---------- EXERCISE INPUT ----------
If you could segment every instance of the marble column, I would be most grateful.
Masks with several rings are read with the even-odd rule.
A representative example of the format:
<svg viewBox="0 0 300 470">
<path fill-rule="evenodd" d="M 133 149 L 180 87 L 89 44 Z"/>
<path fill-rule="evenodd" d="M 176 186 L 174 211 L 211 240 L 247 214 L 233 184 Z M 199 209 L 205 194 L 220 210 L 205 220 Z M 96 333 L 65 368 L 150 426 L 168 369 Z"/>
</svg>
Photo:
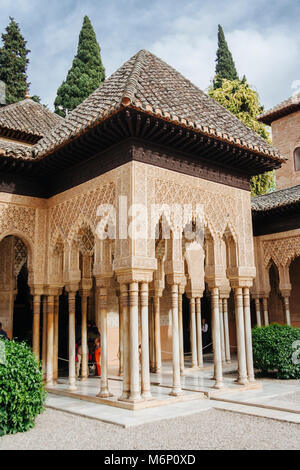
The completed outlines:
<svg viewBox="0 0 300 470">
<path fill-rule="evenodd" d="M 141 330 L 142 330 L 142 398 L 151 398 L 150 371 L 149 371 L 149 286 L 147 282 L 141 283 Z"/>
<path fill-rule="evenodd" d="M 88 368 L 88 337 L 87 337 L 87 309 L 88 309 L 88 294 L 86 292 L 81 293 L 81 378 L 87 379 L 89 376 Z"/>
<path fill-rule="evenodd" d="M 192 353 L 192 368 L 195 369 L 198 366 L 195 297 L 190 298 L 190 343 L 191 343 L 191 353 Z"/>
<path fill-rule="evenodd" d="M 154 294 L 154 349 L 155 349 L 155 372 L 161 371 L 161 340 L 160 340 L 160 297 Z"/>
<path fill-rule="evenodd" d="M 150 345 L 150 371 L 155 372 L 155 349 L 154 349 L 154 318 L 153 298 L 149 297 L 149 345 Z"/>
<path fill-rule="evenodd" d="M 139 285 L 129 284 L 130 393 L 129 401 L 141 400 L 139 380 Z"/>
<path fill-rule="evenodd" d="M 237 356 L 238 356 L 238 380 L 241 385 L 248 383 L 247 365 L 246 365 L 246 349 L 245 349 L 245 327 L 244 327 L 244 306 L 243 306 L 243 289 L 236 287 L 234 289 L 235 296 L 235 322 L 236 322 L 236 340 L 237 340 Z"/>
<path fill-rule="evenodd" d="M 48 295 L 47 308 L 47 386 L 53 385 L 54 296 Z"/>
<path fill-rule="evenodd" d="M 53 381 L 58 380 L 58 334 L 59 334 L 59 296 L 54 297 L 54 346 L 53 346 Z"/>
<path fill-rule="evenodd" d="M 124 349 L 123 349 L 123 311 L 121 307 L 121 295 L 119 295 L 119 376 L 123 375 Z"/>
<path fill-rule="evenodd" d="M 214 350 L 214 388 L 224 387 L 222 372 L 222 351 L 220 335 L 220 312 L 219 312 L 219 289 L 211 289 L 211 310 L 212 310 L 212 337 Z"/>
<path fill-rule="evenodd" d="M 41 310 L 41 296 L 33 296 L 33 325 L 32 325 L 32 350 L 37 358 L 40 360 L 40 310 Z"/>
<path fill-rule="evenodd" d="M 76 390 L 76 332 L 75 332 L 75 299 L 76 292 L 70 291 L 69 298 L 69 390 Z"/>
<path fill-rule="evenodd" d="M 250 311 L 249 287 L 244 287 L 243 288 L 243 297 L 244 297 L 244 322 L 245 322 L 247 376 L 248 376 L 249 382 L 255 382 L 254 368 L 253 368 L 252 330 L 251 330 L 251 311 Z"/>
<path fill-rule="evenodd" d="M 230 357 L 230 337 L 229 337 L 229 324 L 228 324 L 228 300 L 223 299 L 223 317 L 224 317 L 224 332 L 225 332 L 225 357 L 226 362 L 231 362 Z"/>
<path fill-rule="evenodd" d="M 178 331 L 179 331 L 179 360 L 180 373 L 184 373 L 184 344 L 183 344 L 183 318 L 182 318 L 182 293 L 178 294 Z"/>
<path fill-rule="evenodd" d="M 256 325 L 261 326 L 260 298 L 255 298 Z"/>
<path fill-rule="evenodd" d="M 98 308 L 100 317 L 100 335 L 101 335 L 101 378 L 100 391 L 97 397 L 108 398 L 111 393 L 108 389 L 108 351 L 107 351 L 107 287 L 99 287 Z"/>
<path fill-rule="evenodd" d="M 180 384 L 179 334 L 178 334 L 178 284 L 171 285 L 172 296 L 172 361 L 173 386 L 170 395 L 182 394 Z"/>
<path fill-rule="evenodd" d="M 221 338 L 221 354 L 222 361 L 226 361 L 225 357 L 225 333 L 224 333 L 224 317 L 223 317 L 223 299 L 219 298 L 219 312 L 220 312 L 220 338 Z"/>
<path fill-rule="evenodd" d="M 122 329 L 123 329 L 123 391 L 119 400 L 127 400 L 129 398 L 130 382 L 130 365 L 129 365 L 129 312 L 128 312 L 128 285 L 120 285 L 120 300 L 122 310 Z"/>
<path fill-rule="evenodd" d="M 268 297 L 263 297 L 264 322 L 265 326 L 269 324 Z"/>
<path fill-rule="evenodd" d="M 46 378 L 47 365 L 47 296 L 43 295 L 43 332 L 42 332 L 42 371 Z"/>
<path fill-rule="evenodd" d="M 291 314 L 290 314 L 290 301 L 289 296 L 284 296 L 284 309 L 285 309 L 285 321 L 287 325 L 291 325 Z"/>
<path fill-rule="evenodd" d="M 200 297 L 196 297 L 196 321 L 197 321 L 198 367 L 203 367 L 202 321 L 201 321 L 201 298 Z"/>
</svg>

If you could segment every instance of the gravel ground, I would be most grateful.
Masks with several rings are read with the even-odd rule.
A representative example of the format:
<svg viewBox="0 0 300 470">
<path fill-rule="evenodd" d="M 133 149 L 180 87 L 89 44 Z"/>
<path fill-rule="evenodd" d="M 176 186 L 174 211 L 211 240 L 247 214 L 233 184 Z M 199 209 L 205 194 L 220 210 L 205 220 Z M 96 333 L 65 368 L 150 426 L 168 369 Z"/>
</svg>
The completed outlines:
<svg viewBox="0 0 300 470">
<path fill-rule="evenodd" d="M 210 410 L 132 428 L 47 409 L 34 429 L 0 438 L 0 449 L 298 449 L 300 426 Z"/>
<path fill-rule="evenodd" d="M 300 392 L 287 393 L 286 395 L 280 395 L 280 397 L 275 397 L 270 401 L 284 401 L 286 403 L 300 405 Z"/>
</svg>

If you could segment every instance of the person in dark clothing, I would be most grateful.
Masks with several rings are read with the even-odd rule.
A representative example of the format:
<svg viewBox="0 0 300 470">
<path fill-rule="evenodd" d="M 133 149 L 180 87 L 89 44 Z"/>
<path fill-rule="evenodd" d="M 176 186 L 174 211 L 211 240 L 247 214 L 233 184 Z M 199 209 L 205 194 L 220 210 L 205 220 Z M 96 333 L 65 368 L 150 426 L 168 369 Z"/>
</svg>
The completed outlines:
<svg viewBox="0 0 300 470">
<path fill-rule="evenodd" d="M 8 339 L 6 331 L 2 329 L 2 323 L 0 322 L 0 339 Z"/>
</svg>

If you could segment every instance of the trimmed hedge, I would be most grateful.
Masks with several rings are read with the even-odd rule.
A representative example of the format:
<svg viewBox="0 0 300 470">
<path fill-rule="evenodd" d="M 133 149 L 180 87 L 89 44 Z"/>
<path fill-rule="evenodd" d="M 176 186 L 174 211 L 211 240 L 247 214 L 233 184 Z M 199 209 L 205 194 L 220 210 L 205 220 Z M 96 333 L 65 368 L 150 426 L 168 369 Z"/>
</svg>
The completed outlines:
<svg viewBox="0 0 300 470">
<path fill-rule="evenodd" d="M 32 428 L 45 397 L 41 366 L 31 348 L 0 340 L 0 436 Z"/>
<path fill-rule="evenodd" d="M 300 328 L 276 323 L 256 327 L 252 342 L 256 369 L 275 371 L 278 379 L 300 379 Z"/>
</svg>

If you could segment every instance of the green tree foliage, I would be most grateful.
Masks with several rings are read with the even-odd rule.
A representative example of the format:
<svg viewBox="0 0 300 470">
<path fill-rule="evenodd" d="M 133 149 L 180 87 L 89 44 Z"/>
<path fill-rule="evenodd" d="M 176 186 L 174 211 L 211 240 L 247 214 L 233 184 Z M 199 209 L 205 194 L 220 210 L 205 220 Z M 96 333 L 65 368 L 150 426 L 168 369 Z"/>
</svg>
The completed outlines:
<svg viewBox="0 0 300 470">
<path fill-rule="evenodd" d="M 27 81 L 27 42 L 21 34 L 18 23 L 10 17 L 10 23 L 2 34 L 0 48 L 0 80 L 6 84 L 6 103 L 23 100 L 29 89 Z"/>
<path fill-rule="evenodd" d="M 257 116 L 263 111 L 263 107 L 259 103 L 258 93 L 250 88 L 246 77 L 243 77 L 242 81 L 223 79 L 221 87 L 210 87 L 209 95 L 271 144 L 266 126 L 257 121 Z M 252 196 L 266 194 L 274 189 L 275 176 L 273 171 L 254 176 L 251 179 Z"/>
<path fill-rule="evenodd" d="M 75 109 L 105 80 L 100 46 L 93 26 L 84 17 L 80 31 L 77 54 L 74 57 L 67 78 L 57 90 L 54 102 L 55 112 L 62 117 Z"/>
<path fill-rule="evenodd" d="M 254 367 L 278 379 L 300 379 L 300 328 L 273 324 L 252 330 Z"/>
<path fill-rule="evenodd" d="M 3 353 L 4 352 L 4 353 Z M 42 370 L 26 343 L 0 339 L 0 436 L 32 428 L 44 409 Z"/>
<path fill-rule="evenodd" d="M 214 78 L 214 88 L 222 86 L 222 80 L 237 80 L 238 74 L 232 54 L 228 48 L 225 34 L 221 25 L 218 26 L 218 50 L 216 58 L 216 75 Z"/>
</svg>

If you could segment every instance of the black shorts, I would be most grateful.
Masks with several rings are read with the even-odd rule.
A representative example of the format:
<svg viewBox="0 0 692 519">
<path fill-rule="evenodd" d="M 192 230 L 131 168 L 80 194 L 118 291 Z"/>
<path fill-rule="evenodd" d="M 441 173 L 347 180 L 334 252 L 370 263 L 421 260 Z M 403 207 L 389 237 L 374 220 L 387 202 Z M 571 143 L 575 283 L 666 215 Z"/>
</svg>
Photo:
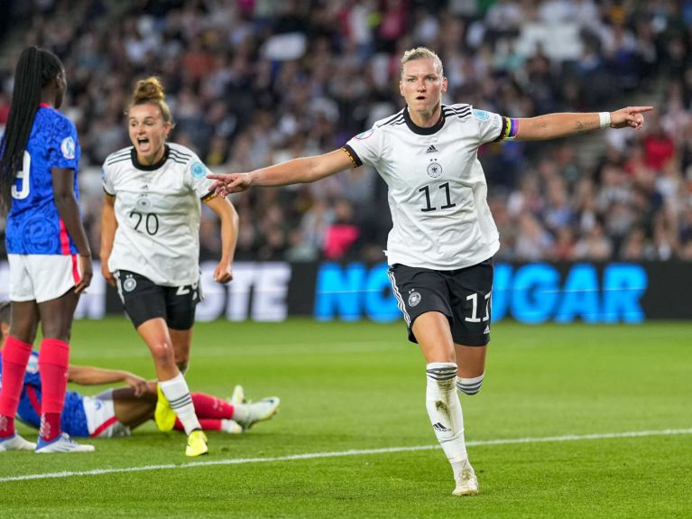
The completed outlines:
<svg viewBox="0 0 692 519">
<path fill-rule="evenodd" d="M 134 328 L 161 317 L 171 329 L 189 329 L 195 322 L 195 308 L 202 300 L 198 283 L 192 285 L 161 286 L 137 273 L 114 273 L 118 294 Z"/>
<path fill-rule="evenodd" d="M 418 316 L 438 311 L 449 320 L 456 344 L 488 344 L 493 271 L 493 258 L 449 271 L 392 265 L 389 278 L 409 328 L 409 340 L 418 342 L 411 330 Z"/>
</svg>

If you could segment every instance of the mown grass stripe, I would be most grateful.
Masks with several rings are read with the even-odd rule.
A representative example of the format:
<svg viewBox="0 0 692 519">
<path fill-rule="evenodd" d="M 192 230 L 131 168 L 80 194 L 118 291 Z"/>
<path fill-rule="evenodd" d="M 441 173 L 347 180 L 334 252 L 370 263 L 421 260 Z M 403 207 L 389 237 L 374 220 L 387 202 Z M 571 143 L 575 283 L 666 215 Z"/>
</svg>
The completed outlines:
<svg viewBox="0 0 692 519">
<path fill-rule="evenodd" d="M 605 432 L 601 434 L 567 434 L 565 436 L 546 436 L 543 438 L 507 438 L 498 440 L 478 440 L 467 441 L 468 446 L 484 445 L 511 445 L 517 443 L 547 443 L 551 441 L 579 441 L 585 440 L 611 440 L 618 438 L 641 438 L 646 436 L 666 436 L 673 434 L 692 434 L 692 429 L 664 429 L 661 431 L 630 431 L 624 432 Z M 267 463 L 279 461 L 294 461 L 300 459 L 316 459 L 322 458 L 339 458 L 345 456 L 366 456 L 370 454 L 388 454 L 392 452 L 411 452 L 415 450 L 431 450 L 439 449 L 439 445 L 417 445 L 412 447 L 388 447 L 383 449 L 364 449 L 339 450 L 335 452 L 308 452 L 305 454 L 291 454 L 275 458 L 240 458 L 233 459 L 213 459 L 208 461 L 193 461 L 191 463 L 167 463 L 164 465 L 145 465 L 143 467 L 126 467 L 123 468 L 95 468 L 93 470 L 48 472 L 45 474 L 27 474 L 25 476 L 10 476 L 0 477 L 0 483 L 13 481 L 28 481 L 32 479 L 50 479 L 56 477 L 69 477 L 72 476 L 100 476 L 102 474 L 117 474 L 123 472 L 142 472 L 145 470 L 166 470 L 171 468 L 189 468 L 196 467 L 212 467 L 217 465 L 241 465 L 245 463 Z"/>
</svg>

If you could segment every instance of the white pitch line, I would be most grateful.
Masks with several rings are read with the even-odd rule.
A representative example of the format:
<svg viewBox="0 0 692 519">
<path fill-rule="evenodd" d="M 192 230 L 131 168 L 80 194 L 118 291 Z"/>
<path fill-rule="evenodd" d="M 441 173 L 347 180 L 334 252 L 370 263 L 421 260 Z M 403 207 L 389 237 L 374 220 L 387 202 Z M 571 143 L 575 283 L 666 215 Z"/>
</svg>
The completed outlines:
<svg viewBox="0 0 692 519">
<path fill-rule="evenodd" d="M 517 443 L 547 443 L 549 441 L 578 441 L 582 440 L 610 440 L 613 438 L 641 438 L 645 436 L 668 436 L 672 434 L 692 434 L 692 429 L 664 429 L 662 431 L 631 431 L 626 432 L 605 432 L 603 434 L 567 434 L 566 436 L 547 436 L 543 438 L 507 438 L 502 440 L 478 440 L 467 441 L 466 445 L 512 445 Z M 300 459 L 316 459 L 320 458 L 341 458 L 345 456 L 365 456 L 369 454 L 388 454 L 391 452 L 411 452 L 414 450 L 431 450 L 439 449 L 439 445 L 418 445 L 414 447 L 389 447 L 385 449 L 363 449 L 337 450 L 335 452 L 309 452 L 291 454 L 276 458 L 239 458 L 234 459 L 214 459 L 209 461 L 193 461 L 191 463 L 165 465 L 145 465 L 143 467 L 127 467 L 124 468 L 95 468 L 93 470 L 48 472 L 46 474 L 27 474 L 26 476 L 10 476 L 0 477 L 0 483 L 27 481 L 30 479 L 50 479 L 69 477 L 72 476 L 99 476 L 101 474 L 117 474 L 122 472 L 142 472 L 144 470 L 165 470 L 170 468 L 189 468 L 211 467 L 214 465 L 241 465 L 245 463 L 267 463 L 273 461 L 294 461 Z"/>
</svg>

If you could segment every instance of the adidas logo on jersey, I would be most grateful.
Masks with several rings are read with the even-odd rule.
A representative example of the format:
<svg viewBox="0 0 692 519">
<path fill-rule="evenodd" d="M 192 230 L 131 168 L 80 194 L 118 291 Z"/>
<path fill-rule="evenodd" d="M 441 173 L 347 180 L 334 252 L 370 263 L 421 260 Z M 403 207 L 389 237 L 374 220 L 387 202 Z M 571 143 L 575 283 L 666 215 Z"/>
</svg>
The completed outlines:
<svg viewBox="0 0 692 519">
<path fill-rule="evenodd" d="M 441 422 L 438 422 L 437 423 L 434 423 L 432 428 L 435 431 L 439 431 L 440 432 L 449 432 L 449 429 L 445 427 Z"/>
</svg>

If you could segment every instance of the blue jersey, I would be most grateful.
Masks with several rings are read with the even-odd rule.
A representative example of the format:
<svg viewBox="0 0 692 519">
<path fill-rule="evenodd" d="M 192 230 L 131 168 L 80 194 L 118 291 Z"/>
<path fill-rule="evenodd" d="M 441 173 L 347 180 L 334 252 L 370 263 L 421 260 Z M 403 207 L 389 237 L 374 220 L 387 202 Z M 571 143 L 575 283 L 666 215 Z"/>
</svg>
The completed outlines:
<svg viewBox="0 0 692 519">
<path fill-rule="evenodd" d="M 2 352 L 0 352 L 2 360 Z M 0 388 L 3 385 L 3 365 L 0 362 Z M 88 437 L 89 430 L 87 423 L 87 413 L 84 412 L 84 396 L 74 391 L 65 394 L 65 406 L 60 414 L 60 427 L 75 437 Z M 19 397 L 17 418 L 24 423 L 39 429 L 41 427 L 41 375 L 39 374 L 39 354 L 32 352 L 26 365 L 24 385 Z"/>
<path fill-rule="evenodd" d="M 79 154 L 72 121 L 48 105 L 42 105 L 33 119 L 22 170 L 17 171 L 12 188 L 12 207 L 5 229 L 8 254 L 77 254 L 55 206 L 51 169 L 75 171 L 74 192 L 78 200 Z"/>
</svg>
----------
**GIVEN INSTRUCTION**
Reproduce the stretch from the start of the records through the line containing "192 353 L 192", swapping "marble column" for "stone pillar" and keeping everything else the same. Omit the pictures from your answer.

**EXPECTED ANSWER**
If you could segment every instance of the stone pillar, I would be most grateful.
Masks with several rings are read with the even-odd rule.
A representative example of the format:
<svg viewBox="0 0 300 470">
<path fill-rule="evenodd" d="M 133 149 L 180 87 L 89 44 Z"/>
<path fill-rule="evenodd" d="M 176 186 L 174 211 L 211 240 L 247 214 L 233 184 Z M 199 209 L 205 194 L 220 210 L 205 220 Z M 96 333 L 65 368 L 150 426 L 168 369 Z"/>
</svg>
Photo:
The completed outlines:
<svg viewBox="0 0 300 470">
<path fill-rule="evenodd" d="M 141 330 L 142 330 L 142 398 L 151 398 L 150 371 L 149 371 L 149 286 L 147 282 L 141 283 Z"/>
<path fill-rule="evenodd" d="M 88 368 L 88 337 L 87 337 L 87 309 L 88 309 L 88 294 L 86 292 L 81 293 L 81 378 L 87 379 L 89 376 Z"/>
<path fill-rule="evenodd" d="M 192 353 L 192 368 L 195 369 L 198 366 L 195 297 L 190 298 L 190 343 L 191 343 L 191 353 Z"/>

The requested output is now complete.